## SET PROBLEM 1
Extract every line of the listing that contains the string "window", treating uppercase and lowercase letters as different.
## SET PROBLEM 2
Write the next part of the birthday reflection, picking up after its final sentence.

## ARTICLE
((

Sunday, June 23, 2013

31st Birthday Reflection Part 2: Alive at 31


I was pretty absorbed into the thought of death at 19.  I believed it so much so, that for me, it was a certainty.  How many times can one be jumped on by people and not die?  How many times can there be shooting around you, and you not think you'll get hit by a stray bullet.  I was actually sitting on a porch with my cousin and a guy on a bicycle pulled a gun out and started shooting at the porch!  I figured that something evil was really out to get me and would eventually succeed.  My mom couldn't even trust me with money because I got robbed so much!

So, you would think when I found Jesus that this thought process would heal right?  Not really.  See, I gave my life over to God in a Wendy's outside of the Robert Taylor Homes (more like prison buildings).  I'll have to tell you my salvation story another time, because its kinda wild!  Anyways, when I started following God, my worldview about my death hadn't changed, my view on my destination however did. So, I thought that when I die, I'd go to heaven! It was great for a moment.  Dying didn't seem so bad when I would look at death in this light.  Then, I became intrigued by heaven and how things would end.  So I would read the book of revelation EVERYDAY!  I WAS OBSESSED WITH THE BOOK OF REVELATION!  I just wanted to know how things would end! The drama, the battles, the victory, the finality, it was really satisfying for me.  I would then go around and tell people about this book, "Hey, have you read this book?  It's CRAZY!  Are you a Christian?  Yeah?  Well, guess what, WE WIN!!!"

I laugh thinking about myself at the age, just a little boy, voice cracking, tasting something for the first time really feels like hope.  What was funny, was when I turned 20!  I was a sophomore in college at this time and I as REALLY depressed.  Freshman year I put on the usually 35 - 50 lbs going from 185 to 230 in college!  My sophomore year however, I was so depressed at the idea of dying that I stopped eating much, and I had dropped down to 199 (can't wait to see that weight again!).  I remember sitting in my room with all the lights off wondering when it would happen.  I figured it would most likely happen when I would go home.  "It's been good Jesus," I would say.  "Thank you for the bonus time."

))

## DATA IN THIS EXERCISE
((

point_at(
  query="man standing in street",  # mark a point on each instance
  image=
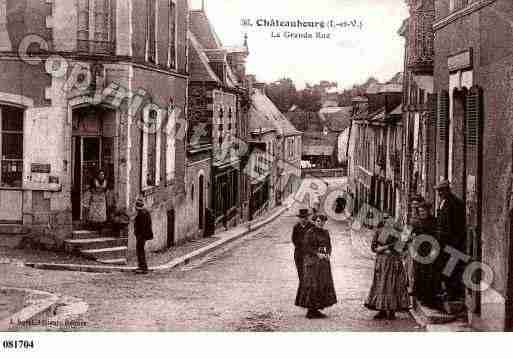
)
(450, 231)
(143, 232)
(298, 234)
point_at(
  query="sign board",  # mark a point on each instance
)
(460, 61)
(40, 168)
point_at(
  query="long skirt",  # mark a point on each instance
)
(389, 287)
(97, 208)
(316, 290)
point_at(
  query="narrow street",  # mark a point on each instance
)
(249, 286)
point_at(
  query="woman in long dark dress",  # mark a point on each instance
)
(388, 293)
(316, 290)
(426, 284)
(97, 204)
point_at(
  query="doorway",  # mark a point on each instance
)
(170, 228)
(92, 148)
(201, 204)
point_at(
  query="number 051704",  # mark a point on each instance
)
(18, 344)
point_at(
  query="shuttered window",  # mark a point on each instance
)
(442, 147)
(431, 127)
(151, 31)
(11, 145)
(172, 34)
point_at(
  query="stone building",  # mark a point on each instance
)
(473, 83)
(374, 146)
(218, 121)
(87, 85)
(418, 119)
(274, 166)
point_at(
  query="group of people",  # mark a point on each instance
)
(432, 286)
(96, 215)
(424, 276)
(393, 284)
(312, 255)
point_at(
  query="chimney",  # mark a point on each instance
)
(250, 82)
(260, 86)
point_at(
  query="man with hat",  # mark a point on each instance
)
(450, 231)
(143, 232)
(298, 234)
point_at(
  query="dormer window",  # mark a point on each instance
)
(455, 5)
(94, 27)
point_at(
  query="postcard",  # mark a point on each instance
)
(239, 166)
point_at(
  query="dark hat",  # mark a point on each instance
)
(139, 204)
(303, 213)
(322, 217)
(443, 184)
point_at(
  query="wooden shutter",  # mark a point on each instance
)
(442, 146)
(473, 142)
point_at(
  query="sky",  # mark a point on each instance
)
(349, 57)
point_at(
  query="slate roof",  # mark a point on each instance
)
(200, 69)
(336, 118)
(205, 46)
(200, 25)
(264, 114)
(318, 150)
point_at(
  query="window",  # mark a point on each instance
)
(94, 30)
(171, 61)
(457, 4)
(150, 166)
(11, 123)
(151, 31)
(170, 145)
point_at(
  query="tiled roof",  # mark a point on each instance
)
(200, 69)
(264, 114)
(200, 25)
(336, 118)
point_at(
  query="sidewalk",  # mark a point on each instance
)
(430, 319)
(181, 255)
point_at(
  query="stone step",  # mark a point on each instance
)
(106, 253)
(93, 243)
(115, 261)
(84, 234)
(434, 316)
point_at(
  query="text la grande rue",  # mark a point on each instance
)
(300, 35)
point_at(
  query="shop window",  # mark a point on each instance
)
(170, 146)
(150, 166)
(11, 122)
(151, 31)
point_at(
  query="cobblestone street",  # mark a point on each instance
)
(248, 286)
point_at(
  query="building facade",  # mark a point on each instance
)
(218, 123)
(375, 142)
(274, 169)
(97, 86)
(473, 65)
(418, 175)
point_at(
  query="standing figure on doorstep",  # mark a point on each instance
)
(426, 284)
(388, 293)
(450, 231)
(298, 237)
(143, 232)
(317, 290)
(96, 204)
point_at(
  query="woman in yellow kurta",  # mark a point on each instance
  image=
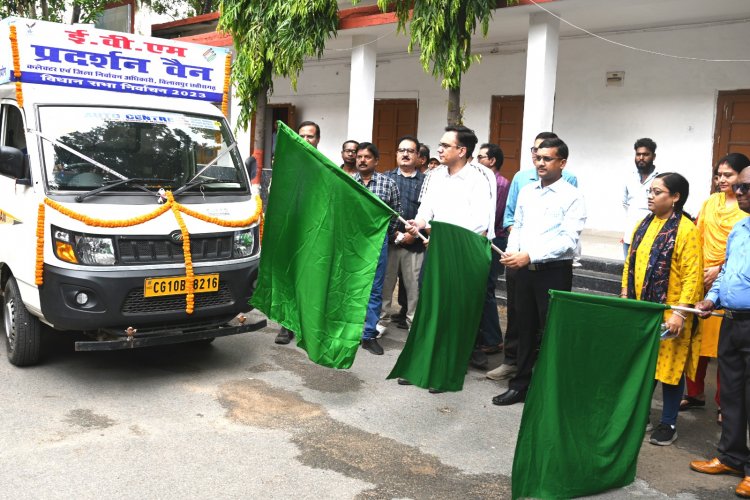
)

))

## TASK RESPONSE 1
  query="shuttered window",  # mark a point on each instance
  query="dormer window",  # mark a point on each instance
  query="window",  # mark a point on each instance
  query="shop window",  # mark a point on each instance

## TASK RESPONSE 2
For some crazy reason, I said yes to a missions trip that summer in Los Angeles.  I thought, "Well if I don't die, then I'll go a missions trip and die a martyr!  The book of revelation had some good stuff to say about martyrs..."  It's so funny thinking back about this time of life for me.  Well, I went back home after that college year, and you know what?  I didin't die?  Crazy!!!

I remember turning 20 on the mission field and I kid you not, I distinctly heard God say to me, "Don't you know that I have more plans for you than you can imagine?"  That hit me at the heart.  I've never thought that God might have plans for me, or that His plans could supersede my fatalism.  I was stunned.  I had been living a sham made out of conjecture and fear.  What would life be like without the fear of death looming always?

Today's my birthday...I'm 31 years old.  It means a lot to me, not that I'm older, or that many people could see me as young, but that I'd lived a great deal of my life an EMOTIONAL TERMINAL ILLNESS, and God healed me.  God proved himself to my life the best way for my circumstances, by proving me wrong about my death.  The demise of Tony Gatewood was greatly exaggerated by yours truly, Tony Gatewood.  

Right now my wife is asleep, my daughter tucked away in her room.  I still rock her in my arms even though she's a bit lanky and older.  I wanna keep doing it until I can't.  She'll live out birthdays prayerfully without the same sickness I once had.  I can feel tears in my eyes, is it my 31st birthday, or 12 years of being proved wrong.  I can't really tell right now...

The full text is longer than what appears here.